[Collected data]
········

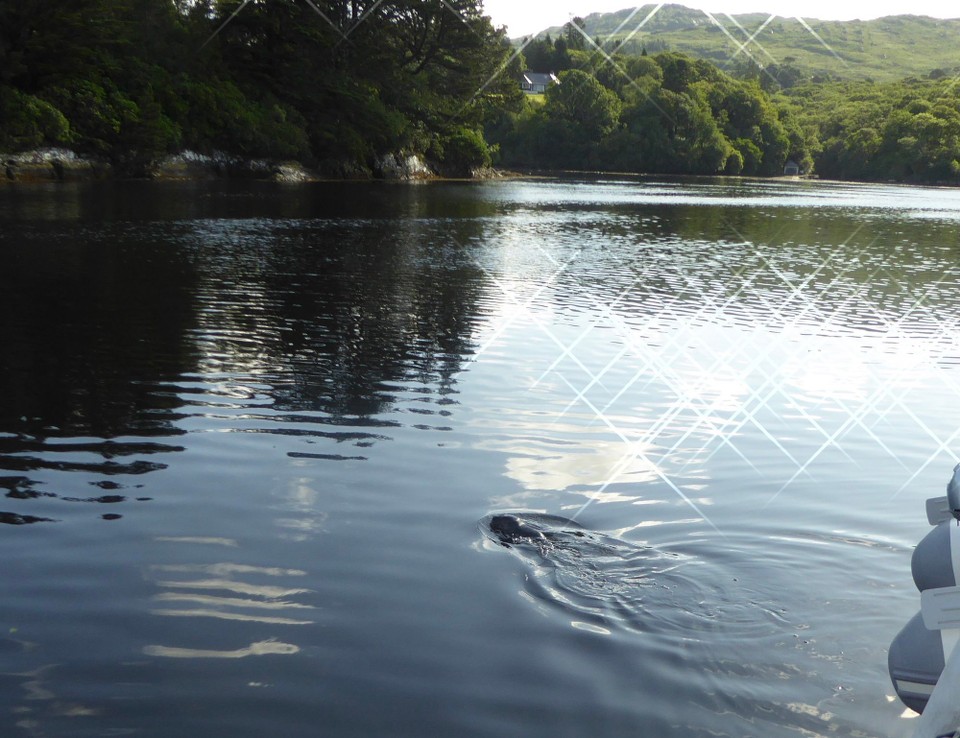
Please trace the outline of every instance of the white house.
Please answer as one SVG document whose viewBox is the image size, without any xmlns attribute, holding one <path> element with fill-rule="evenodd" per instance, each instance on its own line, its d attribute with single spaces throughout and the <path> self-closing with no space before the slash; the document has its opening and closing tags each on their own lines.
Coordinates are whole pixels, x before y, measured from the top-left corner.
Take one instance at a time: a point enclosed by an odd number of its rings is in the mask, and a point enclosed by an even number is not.
<svg viewBox="0 0 960 738">
<path fill-rule="evenodd" d="M 520 89 L 528 95 L 542 95 L 550 85 L 558 85 L 560 80 L 553 72 L 524 72 L 520 80 Z"/>
</svg>

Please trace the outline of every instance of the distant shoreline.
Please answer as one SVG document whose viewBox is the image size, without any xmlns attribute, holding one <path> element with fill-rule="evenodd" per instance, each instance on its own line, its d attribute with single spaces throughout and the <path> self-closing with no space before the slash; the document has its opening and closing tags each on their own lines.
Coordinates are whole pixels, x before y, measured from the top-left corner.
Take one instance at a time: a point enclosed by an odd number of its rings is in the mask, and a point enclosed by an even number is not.
<svg viewBox="0 0 960 738">
<path fill-rule="evenodd" d="M 398 161 L 398 155 L 389 155 Z M 384 157 L 386 158 L 386 157 Z M 97 181 L 251 181 L 276 182 L 281 184 L 306 184 L 314 182 L 384 182 L 418 184 L 429 182 L 485 182 L 494 180 L 558 180 L 575 178 L 617 178 L 636 180 L 669 179 L 735 179 L 743 182 L 822 182 L 824 184 L 897 185 L 903 187 L 936 187 L 956 189 L 951 182 L 903 182 L 895 180 L 823 179 L 816 174 L 741 176 L 725 174 L 667 174 L 656 172 L 625 172 L 577 169 L 498 169 L 489 167 L 475 171 L 469 177 L 456 177 L 438 173 L 428 167 L 419 157 L 418 163 L 408 168 L 396 166 L 379 171 L 372 168 L 353 171 L 341 170 L 331 173 L 319 168 L 307 167 L 297 161 L 271 161 L 245 159 L 225 154 L 207 156 L 194 152 L 180 152 L 157 162 L 149 174 L 142 176 L 118 173 L 105 159 L 86 157 L 69 149 L 38 149 L 18 154 L 0 154 L 0 182 L 8 185 L 37 185 L 68 182 Z"/>
<path fill-rule="evenodd" d="M 43 148 L 0 153 L 0 181 L 9 184 L 42 184 L 98 180 L 252 180 L 294 184 L 298 182 L 432 182 L 490 180 L 522 176 L 485 167 L 470 176 L 451 176 L 417 154 L 400 152 L 379 157 L 372 166 L 340 162 L 311 167 L 294 160 L 271 160 L 225 153 L 181 151 L 157 160 L 142 174 L 118 171 L 109 160 L 85 156 L 66 148 Z"/>
</svg>

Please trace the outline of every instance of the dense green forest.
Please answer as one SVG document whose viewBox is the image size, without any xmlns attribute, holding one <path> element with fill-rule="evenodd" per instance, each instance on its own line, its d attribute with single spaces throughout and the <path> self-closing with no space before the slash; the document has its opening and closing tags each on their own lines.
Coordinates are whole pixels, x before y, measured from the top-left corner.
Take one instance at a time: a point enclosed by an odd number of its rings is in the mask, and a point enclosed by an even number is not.
<svg viewBox="0 0 960 738">
<path fill-rule="evenodd" d="M 490 110 L 522 102 L 511 55 L 475 0 L 0 0 L 0 150 L 132 174 L 181 149 L 333 171 L 408 150 L 465 173 Z"/>
<path fill-rule="evenodd" d="M 680 54 L 608 57 L 578 45 L 560 45 L 554 61 L 568 68 L 542 106 L 505 114 L 491 130 L 509 165 L 774 175 L 794 160 L 812 170 L 816 131 L 755 81 Z"/>
<path fill-rule="evenodd" d="M 960 183 L 944 70 L 824 78 L 792 57 L 628 53 L 584 21 L 511 46 L 478 0 L 0 0 L 0 151 L 65 146 L 149 174 L 192 150 L 331 175 L 416 153 L 514 169 Z M 560 84 L 525 96 L 524 69 Z"/>
<path fill-rule="evenodd" d="M 957 82 L 807 82 L 777 99 L 815 132 L 821 177 L 960 184 Z"/>
<path fill-rule="evenodd" d="M 734 74 L 674 52 L 610 54 L 574 19 L 529 41 L 559 70 L 542 105 L 489 135 L 511 166 L 960 183 L 960 78 L 823 80 L 789 63 Z"/>
</svg>

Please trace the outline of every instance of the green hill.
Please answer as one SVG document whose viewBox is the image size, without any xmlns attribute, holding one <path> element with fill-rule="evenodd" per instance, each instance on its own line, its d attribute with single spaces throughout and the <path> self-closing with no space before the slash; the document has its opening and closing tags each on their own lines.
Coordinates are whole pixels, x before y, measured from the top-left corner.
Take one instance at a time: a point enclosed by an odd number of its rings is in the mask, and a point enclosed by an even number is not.
<svg viewBox="0 0 960 738">
<path fill-rule="evenodd" d="M 654 8 L 592 13 L 583 18 L 584 30 L 608 51 L 621 44 L 628 54 L 679 51 L 728 70 L 752 61 L 765 69 L 791 66 L 808 78 L 877 81 L 960 72 L 960 18 L 821 21 L 765 13 L 707 14 L 682 5 L 664 5 L 651 16 Z M 563 33 L 554 26 L 538 36 Z"/>
</svg>

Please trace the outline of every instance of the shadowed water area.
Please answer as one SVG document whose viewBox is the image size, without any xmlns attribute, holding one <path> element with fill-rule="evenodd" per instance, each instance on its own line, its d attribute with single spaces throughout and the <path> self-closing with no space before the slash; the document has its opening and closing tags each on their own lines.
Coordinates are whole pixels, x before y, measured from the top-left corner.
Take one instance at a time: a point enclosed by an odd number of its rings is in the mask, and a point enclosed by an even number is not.
<svg viewBox="0 0 960 738">
<path fill-rule="evenodd" d="M 0 189 L 0 735 L 910 735 L 960 192 Z"/>
</svg>

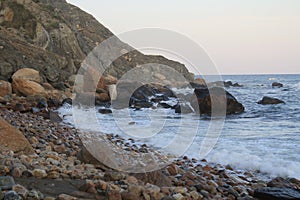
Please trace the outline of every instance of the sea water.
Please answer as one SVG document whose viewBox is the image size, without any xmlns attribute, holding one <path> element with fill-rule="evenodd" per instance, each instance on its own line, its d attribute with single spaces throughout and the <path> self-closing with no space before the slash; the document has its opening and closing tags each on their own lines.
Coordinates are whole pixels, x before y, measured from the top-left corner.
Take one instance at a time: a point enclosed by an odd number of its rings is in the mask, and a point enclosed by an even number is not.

········

(PROBLEM TO SOLVE):
Search the records for the word "every". Copy each line where it appears.

(EXPECTED ANSWER):
Please trace the outline of every instance of the white house.
Please trace the outline of every instance of the distant shoreline.
Please trace the outline of every instance of the dense green forest.
Please trace the outline of every instance of the green hill.
Please trace the outline of every instance of the shadowed water area.
Please trace the outline of every instance of the sea water.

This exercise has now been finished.